- **WHAT THE TASK ASKS**: Can you copy every line of the listing below, requests included, but add 35 to each x and y coordinate in the answer points and leave the numbers in the requests and format samples unchanged? Leave the pictures out of your copy.
================
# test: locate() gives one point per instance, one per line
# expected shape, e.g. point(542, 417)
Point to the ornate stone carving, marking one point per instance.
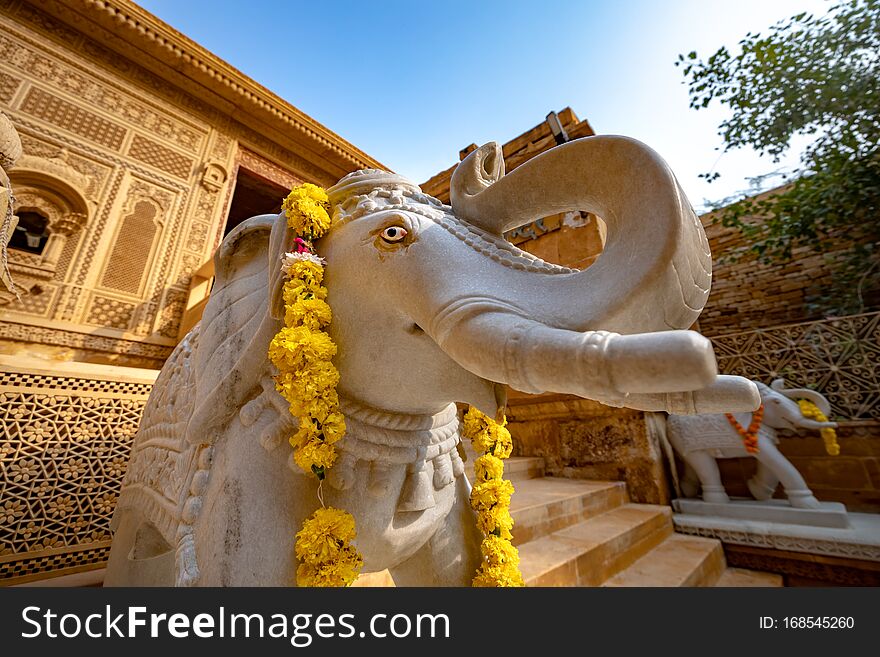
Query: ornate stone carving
point(839, 356)
point(267, 169)
point(62, 73)
point(22, 332)
point(56, 111)
point(160, 157)
point(214, 176)
point(105, 311)
point(9, 84)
================
- **WRITTEN ANSWER**:
# test: locate() gives one point per instance, one per line
# expected shape, e.g. point(542, 417)
Point to the ornate stone carving, marking one point per instance.
Query: ornate stone carving
point(874, 391)
point(302, 204)
point(97, 108)
point(57, 367)
point(91, 146)
point(195, 192)
point(249, 211)
point(140, 346)
point(44, 119)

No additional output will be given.